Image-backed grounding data
___
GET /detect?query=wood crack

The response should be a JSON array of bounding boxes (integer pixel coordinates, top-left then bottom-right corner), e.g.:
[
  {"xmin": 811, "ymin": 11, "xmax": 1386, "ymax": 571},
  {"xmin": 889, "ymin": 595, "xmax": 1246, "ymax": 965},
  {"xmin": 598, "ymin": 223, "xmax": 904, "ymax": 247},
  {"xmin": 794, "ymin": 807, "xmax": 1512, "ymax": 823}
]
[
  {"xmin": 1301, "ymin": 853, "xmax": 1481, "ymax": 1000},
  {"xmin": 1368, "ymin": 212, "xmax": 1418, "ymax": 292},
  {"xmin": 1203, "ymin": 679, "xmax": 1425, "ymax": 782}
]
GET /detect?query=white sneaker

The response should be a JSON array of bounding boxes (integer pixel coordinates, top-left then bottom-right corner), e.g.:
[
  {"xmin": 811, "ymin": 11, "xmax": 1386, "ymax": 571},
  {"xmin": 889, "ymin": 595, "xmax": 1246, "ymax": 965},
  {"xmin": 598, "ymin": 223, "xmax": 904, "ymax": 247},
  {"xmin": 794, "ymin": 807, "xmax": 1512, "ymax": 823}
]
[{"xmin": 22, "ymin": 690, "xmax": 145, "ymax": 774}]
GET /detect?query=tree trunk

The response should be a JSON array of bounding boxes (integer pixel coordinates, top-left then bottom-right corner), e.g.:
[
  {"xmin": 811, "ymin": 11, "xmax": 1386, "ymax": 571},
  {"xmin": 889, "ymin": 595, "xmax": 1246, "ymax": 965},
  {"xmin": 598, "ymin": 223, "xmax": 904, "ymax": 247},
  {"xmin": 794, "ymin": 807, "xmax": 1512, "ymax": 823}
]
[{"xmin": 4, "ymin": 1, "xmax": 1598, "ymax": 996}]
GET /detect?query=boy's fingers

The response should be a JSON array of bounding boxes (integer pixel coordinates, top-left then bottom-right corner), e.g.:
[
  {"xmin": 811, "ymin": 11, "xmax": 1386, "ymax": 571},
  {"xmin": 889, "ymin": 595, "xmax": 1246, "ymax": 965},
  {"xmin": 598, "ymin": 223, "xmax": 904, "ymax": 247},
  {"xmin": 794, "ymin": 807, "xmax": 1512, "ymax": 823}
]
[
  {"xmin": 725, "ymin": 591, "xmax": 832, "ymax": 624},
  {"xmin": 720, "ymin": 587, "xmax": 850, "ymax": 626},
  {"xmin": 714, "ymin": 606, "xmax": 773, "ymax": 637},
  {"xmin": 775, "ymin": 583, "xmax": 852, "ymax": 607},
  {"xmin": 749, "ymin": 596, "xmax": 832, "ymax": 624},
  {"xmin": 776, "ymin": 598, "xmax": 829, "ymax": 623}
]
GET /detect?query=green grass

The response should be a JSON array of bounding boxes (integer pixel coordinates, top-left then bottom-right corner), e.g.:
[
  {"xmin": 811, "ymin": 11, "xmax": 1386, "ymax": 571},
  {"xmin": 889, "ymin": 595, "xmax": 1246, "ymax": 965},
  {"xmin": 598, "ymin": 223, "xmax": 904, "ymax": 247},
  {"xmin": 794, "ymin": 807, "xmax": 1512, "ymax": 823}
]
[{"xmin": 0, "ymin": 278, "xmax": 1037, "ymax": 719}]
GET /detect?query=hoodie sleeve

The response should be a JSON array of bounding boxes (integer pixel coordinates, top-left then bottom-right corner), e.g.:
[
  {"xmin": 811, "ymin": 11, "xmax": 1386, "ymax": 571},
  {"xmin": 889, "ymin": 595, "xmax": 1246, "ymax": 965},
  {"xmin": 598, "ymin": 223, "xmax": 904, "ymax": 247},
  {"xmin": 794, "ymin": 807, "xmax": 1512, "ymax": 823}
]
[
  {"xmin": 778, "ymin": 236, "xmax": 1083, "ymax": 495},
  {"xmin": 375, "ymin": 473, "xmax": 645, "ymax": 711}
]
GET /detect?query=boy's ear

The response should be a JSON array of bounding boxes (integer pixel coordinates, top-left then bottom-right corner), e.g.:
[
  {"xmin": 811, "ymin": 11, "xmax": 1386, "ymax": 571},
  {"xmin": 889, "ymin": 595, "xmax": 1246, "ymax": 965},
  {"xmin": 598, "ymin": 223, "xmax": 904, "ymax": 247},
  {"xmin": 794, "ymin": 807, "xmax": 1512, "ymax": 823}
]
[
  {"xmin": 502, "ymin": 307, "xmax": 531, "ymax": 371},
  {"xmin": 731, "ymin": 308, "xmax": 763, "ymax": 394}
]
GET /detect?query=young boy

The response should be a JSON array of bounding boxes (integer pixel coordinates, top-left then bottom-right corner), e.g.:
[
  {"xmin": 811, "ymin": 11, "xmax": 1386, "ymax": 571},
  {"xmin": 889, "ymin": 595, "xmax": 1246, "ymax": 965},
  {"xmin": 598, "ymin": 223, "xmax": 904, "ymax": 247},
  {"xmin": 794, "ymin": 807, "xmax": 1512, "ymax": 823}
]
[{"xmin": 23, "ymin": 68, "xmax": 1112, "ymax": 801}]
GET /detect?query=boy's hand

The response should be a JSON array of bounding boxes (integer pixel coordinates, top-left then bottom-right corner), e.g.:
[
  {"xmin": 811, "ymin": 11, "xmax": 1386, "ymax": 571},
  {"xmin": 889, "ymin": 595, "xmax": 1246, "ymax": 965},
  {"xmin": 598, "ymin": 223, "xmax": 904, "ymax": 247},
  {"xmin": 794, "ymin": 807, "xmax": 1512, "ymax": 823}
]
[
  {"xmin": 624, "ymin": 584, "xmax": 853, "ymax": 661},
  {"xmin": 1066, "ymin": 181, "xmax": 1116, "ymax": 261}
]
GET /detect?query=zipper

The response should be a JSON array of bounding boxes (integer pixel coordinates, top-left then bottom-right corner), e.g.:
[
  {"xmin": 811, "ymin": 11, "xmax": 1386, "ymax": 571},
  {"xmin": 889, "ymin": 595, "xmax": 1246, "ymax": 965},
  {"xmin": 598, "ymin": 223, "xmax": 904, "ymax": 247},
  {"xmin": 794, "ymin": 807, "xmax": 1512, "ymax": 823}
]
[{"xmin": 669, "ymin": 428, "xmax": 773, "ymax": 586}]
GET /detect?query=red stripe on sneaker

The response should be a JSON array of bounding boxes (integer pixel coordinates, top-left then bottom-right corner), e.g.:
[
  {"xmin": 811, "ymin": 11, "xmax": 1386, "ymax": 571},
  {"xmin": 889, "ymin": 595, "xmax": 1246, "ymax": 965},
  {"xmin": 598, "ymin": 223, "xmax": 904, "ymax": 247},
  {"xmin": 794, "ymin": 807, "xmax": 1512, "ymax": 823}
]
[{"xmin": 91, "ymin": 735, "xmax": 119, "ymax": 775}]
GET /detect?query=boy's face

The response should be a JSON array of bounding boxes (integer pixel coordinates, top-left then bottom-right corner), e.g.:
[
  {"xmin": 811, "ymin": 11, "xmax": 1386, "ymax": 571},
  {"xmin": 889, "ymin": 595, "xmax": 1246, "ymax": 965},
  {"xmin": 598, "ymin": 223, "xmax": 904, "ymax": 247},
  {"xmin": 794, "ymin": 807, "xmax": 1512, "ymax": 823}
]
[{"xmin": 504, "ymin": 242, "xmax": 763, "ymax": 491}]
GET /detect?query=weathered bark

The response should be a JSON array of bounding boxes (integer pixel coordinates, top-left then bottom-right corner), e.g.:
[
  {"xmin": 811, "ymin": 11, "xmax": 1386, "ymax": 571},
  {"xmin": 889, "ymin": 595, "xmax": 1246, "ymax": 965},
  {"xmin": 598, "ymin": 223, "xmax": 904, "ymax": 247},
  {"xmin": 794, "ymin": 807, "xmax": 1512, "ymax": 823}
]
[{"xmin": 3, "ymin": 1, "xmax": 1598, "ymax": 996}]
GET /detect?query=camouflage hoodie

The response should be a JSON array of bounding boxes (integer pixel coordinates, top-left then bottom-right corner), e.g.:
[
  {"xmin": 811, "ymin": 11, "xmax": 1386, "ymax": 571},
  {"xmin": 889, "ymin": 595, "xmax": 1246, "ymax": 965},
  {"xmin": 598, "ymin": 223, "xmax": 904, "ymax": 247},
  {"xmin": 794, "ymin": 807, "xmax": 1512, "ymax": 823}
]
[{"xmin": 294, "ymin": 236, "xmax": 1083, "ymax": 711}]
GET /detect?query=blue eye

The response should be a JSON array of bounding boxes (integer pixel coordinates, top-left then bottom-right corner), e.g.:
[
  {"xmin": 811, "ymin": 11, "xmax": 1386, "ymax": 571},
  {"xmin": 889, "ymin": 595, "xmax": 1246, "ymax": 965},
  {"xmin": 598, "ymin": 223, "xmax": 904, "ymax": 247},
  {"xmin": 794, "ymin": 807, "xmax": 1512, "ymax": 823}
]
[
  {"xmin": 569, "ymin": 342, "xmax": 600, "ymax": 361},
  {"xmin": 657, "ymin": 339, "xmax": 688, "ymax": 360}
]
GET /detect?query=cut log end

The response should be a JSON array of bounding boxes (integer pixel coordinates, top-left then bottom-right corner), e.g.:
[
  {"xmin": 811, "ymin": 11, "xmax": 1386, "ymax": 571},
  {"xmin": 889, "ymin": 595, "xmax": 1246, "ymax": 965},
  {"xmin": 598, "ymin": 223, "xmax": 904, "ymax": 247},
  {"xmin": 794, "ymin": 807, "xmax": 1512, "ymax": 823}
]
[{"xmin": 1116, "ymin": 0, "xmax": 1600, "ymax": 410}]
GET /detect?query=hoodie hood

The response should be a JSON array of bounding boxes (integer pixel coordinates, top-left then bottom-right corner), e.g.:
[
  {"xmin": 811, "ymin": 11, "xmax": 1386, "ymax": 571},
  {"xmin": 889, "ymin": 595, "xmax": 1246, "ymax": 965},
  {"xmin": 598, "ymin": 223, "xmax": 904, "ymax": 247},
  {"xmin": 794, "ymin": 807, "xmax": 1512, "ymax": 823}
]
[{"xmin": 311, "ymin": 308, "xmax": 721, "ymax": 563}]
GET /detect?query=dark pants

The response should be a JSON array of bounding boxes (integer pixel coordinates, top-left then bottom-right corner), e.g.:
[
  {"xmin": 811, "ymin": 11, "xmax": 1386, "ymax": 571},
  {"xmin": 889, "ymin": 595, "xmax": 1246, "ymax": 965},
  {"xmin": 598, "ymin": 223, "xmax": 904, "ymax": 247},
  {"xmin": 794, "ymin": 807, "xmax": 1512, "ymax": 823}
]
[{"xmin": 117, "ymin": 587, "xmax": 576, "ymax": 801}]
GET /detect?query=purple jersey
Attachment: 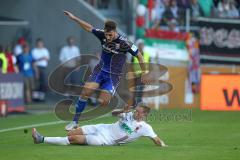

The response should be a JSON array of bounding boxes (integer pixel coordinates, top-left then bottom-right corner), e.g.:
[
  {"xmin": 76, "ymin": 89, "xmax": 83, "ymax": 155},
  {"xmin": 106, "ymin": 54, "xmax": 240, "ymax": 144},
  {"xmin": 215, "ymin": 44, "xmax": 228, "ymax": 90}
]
[{"xmin": 92, "ymin": 28, "xmax": 138, "ymax": 75}]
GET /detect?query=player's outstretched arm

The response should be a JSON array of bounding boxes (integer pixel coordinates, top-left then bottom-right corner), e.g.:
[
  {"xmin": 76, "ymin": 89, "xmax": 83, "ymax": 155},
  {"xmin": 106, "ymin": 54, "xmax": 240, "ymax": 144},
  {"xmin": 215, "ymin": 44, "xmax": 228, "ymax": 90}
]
[
  {"xmin": 136, "ymin": 52, "xmax": 146, "ymax": 72},
  {"xmin": 111, "ymin": 105, "xmax": 133, "ymax": 116},
  {"xmin": 135, "ymin": 52, "xmax": 150, "ymax": 84},
  {"xmin": 63, "ymin": 10, "xmax": 93, "ymax": 32},
  {"xmin": 151, "ymin": 137, "xmax": 168, "ymax": 147}
]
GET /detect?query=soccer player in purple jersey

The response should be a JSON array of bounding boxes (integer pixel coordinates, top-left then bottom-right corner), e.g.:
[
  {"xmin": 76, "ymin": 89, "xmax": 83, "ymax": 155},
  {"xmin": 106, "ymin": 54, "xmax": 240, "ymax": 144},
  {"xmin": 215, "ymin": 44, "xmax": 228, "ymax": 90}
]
[{"xmin": 63, "ymin": 11, "xmax": 149, "ymax": 131}]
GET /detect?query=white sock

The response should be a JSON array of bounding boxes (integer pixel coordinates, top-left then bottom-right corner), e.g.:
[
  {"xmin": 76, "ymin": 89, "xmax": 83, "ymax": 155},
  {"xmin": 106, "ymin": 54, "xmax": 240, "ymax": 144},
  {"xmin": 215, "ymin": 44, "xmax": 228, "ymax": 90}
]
[{"xmin": 44, "ymin": 137, "xmax": 70, "ymax": 145}]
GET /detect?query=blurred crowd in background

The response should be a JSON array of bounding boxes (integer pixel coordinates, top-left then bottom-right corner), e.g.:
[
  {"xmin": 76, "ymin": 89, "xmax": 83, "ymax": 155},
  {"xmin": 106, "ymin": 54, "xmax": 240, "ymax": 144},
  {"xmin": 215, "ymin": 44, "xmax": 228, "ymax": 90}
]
[
  {"xmin": 0, "ymin": 38, "xmax": 50, "ymax": 103},
  {"xmin": 0, "ymin": 36, "xmax": 81, "ymax": 104},
  {"xmin": 88, "ymin": 0, "xmax": 240, "ymax": 18},
  {"xmin": 135, "ymin": 0, "xmax": 240, "ymax": 33}
]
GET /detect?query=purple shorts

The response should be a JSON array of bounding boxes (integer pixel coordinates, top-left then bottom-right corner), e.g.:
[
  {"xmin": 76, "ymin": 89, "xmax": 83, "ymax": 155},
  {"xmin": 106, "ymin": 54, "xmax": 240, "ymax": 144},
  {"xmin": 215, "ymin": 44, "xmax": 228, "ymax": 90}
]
[{"xmin": 88, "ymin": 66, "xmax": 121, "ymax": 95}]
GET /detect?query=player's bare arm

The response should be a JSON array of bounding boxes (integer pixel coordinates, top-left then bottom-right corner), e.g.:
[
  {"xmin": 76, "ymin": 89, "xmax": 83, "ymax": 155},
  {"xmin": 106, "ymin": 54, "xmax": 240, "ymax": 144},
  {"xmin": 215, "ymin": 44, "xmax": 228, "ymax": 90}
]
[
  {"xmin": 63, "ymin": 10, "xmax": 93, "ymax": 32},
  {"xmin": 151, "ymin": 137, "xmax": 167, "ymax": 147},
  {"xmin": 135, "ymin": 52, "xmax": 149, "ymax": 84},
  {"xmin": 111, "ymin": 105, "xmax": 133, "ymax": 116}
]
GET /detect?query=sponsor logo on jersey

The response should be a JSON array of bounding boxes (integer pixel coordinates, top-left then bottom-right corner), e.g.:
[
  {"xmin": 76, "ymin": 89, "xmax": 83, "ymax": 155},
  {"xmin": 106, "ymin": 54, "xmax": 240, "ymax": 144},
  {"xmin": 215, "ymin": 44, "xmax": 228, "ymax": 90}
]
[{"xmin": 120, "ymin": 122, "xmax": 134, "ymax": 135}]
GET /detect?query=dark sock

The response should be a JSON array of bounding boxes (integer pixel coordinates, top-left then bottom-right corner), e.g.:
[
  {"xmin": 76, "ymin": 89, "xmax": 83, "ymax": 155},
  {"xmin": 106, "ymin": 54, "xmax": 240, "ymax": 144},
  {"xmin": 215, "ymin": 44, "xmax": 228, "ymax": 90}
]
[{"xmin": 73, "ymin": 98, "xmax": 87, "ymax": 123}]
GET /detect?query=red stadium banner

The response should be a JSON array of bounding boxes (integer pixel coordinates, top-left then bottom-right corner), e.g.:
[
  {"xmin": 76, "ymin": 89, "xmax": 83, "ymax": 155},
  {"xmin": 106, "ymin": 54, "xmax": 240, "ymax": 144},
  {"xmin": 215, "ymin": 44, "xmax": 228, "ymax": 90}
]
[
  {"xmin": 201, "ymin": 74, "xmax": 240, "ymax": 111},
  {"xmin": 145, "ymin": 29, "xmax": 189, "ymax": 41}
]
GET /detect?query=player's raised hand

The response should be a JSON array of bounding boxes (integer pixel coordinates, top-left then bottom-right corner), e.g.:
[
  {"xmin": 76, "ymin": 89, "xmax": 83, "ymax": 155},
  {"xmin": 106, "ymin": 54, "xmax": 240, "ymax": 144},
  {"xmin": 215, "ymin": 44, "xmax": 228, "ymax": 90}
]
[
  {"xmin": 63, "ymin": 10, "xmax": 93, "ymax": 32},
  {"xmin": 63, "ymin": 10, "xmax": 75, "ymax": 20},
  {"xmin": 123, "ymin": 105, "xmax": 133, "ymax": 112}
]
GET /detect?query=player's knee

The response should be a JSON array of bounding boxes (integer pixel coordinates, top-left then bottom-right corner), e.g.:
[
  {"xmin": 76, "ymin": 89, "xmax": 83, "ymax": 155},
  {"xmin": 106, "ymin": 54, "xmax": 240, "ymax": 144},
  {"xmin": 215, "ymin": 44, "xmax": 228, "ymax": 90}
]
[
  {"xmin": 81, "ymin": 89, "xmax": 92, "ymax": 98},
  {"xmin": 68, "ymin": 135, "xmax": 79, "ymax": 144},
  {"xmin": 68, "ymin": 135, "xmax": 85, "ymax": 144},
  {"xmin": 68, "ymin": 135, "xmax": 75, "ymax": 143},
  {"xmin": 99, "ymin": 98, "xmax": 110, "ymax": 106},
  {"xmin": 98, "ymin": 93, "xmax": 111, "ymax": 106}
]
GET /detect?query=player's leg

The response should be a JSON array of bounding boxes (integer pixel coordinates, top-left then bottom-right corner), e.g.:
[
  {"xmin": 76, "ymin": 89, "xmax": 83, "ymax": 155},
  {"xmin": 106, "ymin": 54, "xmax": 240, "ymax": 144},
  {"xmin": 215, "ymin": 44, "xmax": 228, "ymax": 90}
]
[
  {"xmin": 134, "ymin": 76, "xmax": 144, "ymax": 105},
  {"xmin": 32, "ymin": 128, "xmax": 86, "ymax": 145},
  {"xmin": 98, "ymin": 73, "xmax": 120, "ymax": 106},
  {"xmin": 67, "ymin": 124, "xmax": 112, "ymax": 145},
  {"xmin": 68, "ymin": 134, "xmax": 110, "ymax": 146},
  {"xmin": 73, "ymin": 82, "xmax": 99, "ymax": 121},
  {"xmin": 65, "ymin": 82, "xmax": 99, "ymax": 131},
  {"xmin": 65, "ymin": 65, "xmax": 103, "ymax": 131},
  {"xmin": 67, "ymin": 134, "xmax": 109, "ymax": 146},
  {"xmin": 77, "ymin": 124, "xmax": 113, "ymax": 146},
  {"xmin": 98, "ymin": 90, "xmax": 112, "ymax": 106},
  {"xmin": 68, "ymin": 135, "xmax": 86, "ymax": 145},
  {"xmin": 68, "ymin": 124, "xmax": 98, "ymax": 136}
]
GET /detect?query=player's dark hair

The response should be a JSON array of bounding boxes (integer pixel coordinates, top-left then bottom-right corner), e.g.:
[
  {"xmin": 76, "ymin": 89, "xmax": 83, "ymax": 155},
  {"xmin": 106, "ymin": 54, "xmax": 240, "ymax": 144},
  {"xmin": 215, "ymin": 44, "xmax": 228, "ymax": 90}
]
[{"xmin": 104, "ymin": 20, "xmax": 117, "ymax": 32}]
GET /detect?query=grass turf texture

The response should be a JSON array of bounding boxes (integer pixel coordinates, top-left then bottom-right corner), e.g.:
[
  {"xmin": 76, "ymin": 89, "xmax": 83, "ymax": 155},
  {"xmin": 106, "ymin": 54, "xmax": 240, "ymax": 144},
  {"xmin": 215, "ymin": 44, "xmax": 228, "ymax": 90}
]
[{"xmin": 0, "ymin": 108, "xmax": 239, "ymax": 160}]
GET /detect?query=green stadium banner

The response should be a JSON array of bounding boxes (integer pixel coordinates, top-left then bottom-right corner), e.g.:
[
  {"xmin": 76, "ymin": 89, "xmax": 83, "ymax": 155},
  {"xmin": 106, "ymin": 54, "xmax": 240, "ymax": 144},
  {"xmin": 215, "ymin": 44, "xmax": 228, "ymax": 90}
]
[
  {"xmin": 143, "ymin": 38, "xmax": 189, "ymax": 61},
  {"xmin": 136, "ymin": 27, "xmax": 145, "ymax": 38},
  {"xmin": 198, "ymin": 0, "xmax": 213, "ymax": 17},
  {"xmin": 139, "ymin": 0, "xmax": 148, "ymax": 6}
]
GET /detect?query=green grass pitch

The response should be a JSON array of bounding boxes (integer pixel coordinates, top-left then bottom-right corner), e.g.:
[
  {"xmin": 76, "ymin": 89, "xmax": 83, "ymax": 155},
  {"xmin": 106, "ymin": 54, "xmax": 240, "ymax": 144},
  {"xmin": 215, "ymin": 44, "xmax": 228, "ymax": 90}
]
[{"xmin": 0, "ymin": 108, "xmax": 239, "ymax": 160}]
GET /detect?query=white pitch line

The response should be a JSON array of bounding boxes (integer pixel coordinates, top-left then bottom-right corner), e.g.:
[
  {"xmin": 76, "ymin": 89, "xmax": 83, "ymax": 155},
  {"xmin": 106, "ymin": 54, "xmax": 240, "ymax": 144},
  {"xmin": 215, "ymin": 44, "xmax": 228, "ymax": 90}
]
___
# WHAT IS EXPECTED:
Look through the data and show every line containing "sneaker".

# SOLUTION TO THIS PROBLEM:
GET /detect?query=white sneaker
GET /detect?query=red stripe on sneaker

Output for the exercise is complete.